═════ Text block

Having exhausted all other means of resolution, and having all offers to meet with the Board to resolve the dispute rejected, including mediation, the only other option to enforce CCIOA and FHA law is . . . litigation.

What is often misunderstood by many HOA homeowners is that Colorado, like many other states, does not offer any means of Alternative Dispute Resolution that requires an HOA Board of Directors to engage. They can not only ignore or dismiss such complaints, even when written and formal, but they are often guided by HOA Attorneys trained by CAI (Community Association Institute) to label such efforts as “harassment” – and even threaten those homeowners with accusations that the harassment is actually a violation of Colorado Criminal Code.

In fact, it is CAI that actually advocates to legislatures across the United States that state statues are ONLY enforceable by homeowner-initiated litigation. Yet, if a homeowner cannot resolve disputes that involve the Board complying with state or federal laws, or even their own documents through any formal or informal process, the mere mention of a lawsuit makes that homeowner . . . the aggressor.

This is retaliation. And, now states like Nevada, which actually regulates HOAs with an Ombudsman program (state agency). If an HOA Board is not following the law or their own governing documents, homeowners should have some way to report them to some party who brings the HOA back into compliance without putting themselves in the crosshairs.

What I’ve learned since 2019 after spending countless hours with Rep. Titone who sponsored HB-1229 and other Bills to update and revise CCIOA, as well as many other homeowner advocacy groups across the state of Colorado, is that this is a pattern with MANY HOAs in the state, and that the problem isn’t just perennial, but it appears to be growing and intensifying. If it has not happened in any one HOA, it will likely occur in the future because of one primary underlying issue – the laws and governing documents are often intentionally written to be vague or confusing.

And, this leads to an issue touching Poudre Overlook HOA in 2021 as we consider the 2022 budget. When laws or legal documents are written without specifics, or are written as templates awaiting homeowners to fill in the details, disputes arise as to the meaning of words or phrases – and some feel that any and all questions must then create legal expense going to the HOA General Counsel over and over to ask for his/her interpretation of these statutes and documents.

Obviously, this system benefits attorneys financially. It’s no surprise then, that once you do a little digging on the history of CAI, we find that it was essentially created by attorneys for the benefit of attorneys, and more importantly, to indirectly protect their profits. But, more importantly, the underlying problem is that if an HOA actually took the time to remove the vagaries embedded throughout their own governing documents, Board Members would not need to have such expenditures.

══════════
═════ Listed entries

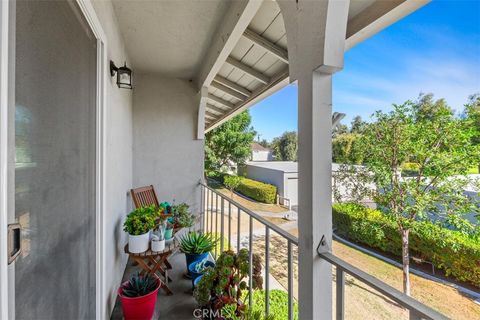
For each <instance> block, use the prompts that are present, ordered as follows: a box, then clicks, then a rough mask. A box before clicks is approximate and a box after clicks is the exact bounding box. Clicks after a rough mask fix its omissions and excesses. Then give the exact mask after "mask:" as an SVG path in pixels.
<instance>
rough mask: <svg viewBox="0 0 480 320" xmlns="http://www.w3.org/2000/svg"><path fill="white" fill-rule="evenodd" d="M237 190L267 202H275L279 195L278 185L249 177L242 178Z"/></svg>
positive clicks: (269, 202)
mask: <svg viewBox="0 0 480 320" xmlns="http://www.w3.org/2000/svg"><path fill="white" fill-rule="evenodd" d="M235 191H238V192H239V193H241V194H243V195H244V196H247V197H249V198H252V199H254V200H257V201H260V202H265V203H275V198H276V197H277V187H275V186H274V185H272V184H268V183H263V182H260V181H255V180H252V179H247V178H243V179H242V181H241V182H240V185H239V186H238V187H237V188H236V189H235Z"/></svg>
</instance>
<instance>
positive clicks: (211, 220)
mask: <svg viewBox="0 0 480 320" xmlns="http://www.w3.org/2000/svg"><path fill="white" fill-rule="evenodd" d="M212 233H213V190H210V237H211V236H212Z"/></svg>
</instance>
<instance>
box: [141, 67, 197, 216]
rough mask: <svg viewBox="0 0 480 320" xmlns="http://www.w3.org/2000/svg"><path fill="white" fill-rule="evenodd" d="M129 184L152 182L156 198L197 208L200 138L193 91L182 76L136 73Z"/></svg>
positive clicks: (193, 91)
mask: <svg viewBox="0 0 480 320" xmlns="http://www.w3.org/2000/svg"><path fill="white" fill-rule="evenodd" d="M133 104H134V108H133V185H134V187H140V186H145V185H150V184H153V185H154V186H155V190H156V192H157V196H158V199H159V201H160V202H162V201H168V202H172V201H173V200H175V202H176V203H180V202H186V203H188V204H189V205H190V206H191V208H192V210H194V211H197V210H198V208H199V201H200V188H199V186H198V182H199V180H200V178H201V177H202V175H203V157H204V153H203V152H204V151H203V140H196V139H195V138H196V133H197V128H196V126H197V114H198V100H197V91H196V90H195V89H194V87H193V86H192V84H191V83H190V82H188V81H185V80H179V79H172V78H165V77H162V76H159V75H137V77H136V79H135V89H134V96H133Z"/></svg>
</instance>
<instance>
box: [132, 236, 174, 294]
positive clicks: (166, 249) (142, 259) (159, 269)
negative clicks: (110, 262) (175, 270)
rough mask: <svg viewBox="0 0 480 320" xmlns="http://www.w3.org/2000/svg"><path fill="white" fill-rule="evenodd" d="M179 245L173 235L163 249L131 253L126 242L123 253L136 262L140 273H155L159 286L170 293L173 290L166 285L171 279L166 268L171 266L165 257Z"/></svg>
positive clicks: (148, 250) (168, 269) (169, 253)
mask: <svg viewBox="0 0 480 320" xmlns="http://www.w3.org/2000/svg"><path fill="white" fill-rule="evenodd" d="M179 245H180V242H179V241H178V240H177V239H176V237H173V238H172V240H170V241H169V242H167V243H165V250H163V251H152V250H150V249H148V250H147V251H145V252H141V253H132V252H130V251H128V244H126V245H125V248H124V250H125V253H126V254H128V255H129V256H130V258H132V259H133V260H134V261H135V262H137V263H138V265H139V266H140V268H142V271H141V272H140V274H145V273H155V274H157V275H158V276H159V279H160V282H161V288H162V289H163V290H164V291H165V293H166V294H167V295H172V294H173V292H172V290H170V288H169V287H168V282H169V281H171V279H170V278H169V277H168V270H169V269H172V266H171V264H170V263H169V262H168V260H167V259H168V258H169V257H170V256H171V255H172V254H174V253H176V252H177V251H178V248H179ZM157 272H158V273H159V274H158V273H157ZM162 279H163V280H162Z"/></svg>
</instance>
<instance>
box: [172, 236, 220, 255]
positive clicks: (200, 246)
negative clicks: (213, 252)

══════════

**Questions to answer:**
**1.** In the piece on HOA disputes, who sponsored HB-1229?
**2.** Pick up the piece on HOA disputes where it stops and write the next part.

**Outputs in order:**
**1.** Rep. Titone

**2.**
On top of this, we have CAMs (Community Area Managers), who are supposed to be professionals who receive credentials from CAI (the only organization in the US that gives such educational credentials), but were also licensed by the State of Colorado until June of 2019 – when the program ended because Gov. Polis vetoed that year’s CCIOA legislation citing the lack of protection of homeowner rights.

While CAMs, in theory, operate under the umbrella of CAI organizations, and their credentials can be taken away if a CAM violates the Code of Conduct, there’s yet another inherent conflict of interest. CAI and CAMICB require that all such complaints first go to the HOA Board – who is often unaware that they are the first stop in the flow chart for disputes involving a CAM. This puts a Board in a position of having to potentially investigate and take action against a CAM that they hired, and if successful, they lose the benefit of their services and the inconvenience of having to find a new one – who is then reluctant to even bid once they know the Board may actually act on the CAI/CAMICB oversight process.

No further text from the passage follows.